Output as a JSON list of strings the lines of the data between the line holding "For the benchmark, point to the cleat" and the line holding "Target: cleat", inclusive, one string per line, with blank lines left out.

### DATA SECTION:
* start *

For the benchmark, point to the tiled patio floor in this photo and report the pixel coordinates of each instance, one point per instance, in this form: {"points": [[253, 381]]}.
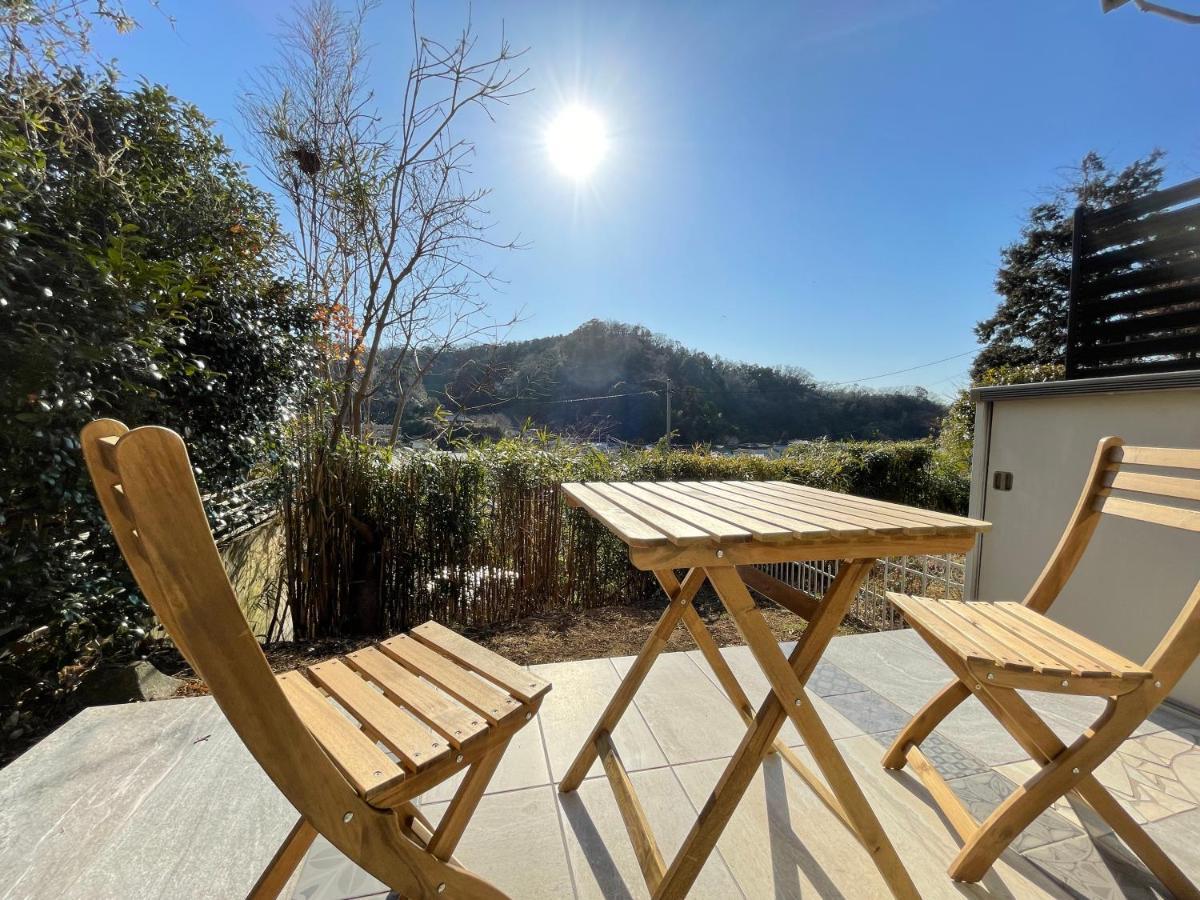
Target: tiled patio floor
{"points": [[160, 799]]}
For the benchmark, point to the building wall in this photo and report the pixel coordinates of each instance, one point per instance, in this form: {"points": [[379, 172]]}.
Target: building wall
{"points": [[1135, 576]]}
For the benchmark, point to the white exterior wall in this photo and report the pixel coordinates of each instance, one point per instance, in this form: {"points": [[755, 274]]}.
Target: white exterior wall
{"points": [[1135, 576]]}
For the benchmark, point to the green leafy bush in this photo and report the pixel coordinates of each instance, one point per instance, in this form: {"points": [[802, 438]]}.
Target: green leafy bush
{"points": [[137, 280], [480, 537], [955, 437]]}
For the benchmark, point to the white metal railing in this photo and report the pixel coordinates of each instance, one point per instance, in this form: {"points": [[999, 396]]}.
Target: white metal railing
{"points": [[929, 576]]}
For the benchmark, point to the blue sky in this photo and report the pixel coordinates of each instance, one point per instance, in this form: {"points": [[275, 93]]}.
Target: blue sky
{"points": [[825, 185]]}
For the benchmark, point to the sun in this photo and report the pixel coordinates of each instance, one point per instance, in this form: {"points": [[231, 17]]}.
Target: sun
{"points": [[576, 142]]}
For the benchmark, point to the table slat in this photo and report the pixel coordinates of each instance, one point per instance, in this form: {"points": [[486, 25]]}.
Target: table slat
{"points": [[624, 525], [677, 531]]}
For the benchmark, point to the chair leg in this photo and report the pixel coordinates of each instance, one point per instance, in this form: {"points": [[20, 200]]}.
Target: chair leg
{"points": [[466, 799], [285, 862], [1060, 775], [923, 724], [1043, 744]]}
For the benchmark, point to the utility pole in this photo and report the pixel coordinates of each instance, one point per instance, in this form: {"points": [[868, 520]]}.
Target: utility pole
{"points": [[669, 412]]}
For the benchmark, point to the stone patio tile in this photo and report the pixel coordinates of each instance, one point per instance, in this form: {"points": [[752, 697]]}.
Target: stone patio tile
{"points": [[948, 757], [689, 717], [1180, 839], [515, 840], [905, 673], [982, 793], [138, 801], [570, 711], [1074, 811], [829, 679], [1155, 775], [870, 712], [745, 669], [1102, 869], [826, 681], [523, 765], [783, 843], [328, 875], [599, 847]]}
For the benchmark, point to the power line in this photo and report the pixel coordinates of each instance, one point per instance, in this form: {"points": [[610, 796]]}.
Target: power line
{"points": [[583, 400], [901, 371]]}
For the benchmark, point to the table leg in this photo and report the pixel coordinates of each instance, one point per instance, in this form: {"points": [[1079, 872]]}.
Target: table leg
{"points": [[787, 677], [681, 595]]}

* end *
* start *

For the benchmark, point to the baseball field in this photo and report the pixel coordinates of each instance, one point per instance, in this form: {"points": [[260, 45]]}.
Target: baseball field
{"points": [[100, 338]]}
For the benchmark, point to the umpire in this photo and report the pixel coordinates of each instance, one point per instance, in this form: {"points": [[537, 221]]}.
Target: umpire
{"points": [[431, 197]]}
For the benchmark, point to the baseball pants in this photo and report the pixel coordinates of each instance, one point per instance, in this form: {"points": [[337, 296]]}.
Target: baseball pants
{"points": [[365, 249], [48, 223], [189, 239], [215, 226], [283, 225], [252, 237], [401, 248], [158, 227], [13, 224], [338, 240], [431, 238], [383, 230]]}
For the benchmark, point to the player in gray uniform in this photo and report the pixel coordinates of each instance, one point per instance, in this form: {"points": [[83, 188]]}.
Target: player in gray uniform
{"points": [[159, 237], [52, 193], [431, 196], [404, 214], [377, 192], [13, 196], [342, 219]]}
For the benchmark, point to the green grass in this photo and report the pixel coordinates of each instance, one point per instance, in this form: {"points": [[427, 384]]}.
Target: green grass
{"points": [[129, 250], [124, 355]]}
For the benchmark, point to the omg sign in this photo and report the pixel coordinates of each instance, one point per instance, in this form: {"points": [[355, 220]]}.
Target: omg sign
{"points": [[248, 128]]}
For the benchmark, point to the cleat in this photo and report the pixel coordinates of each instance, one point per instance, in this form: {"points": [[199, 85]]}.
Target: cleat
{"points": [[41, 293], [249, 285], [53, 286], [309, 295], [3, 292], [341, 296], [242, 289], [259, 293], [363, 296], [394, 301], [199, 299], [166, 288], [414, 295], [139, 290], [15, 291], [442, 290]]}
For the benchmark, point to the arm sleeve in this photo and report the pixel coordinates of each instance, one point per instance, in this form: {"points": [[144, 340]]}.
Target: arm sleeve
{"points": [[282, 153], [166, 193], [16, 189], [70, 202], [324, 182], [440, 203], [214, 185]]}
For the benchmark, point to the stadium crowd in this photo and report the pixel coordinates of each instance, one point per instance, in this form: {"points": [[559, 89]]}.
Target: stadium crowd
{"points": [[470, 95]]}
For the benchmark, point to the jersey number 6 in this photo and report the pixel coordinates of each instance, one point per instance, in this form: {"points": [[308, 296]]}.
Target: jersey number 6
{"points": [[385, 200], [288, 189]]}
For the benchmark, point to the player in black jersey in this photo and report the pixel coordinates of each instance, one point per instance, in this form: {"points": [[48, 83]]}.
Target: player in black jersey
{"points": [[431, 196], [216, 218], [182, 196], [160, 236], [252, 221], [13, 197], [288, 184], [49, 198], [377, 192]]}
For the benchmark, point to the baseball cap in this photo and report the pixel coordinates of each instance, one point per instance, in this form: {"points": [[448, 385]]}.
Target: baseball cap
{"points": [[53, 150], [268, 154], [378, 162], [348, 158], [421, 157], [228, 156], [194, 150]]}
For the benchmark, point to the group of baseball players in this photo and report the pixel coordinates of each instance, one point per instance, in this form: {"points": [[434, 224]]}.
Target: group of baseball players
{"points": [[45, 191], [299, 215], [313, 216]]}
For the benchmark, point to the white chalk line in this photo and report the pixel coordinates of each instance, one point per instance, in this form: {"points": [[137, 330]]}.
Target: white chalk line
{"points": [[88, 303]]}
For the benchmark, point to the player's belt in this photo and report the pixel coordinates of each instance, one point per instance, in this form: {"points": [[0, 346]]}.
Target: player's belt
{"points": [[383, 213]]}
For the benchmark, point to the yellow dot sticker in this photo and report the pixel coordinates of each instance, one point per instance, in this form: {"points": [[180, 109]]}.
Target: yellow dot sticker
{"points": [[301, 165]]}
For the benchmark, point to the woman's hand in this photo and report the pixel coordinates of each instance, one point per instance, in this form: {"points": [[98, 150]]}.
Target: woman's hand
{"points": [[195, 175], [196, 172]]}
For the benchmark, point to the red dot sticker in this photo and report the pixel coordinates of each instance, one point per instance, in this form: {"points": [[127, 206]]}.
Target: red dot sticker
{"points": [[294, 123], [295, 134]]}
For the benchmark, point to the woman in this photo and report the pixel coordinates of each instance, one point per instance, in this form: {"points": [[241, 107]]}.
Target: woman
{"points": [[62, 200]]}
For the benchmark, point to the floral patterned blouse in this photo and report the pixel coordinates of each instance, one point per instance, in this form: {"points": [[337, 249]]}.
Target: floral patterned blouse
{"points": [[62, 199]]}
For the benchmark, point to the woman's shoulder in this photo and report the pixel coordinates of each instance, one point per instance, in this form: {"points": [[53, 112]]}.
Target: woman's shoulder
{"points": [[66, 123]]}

* end *
* start *

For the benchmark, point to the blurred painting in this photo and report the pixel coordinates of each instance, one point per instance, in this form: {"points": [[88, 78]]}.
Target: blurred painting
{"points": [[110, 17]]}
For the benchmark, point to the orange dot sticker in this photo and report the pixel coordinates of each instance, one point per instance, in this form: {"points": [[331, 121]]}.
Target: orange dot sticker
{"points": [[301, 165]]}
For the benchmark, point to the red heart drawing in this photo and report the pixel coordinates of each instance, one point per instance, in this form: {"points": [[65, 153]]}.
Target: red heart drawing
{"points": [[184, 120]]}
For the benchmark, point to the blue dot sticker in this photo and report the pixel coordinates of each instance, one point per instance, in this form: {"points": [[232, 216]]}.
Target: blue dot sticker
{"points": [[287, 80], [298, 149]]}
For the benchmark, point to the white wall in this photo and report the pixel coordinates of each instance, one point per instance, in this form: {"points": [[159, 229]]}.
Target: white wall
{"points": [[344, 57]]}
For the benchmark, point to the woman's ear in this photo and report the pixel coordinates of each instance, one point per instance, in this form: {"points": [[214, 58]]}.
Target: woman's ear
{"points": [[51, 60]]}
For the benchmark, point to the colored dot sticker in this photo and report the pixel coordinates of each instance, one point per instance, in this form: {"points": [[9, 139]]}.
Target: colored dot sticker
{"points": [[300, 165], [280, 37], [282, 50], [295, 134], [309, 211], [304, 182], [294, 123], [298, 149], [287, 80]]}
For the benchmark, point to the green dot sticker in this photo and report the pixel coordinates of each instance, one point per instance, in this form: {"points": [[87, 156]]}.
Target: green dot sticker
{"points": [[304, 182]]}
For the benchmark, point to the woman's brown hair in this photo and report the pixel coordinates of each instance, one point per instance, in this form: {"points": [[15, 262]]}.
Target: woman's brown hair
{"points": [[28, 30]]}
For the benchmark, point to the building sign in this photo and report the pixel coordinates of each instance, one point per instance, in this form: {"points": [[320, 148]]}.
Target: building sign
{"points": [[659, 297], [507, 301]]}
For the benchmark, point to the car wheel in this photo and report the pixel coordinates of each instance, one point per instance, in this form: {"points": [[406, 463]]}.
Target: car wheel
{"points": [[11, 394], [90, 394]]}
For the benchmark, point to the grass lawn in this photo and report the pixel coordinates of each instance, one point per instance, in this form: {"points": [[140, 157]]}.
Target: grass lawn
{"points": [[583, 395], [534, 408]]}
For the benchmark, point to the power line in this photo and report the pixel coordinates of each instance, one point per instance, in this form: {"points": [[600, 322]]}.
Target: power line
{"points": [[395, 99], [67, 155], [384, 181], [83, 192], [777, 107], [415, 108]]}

* end *

### OUTPUT OF THE EXERCISE:
[
  "For the benchmark, point to the cleat in this photo and report the pixel coordinates of each instance, one point per instance, in this form: {\"points\": [[199, 85]]}.",
  "Target: cleat"
]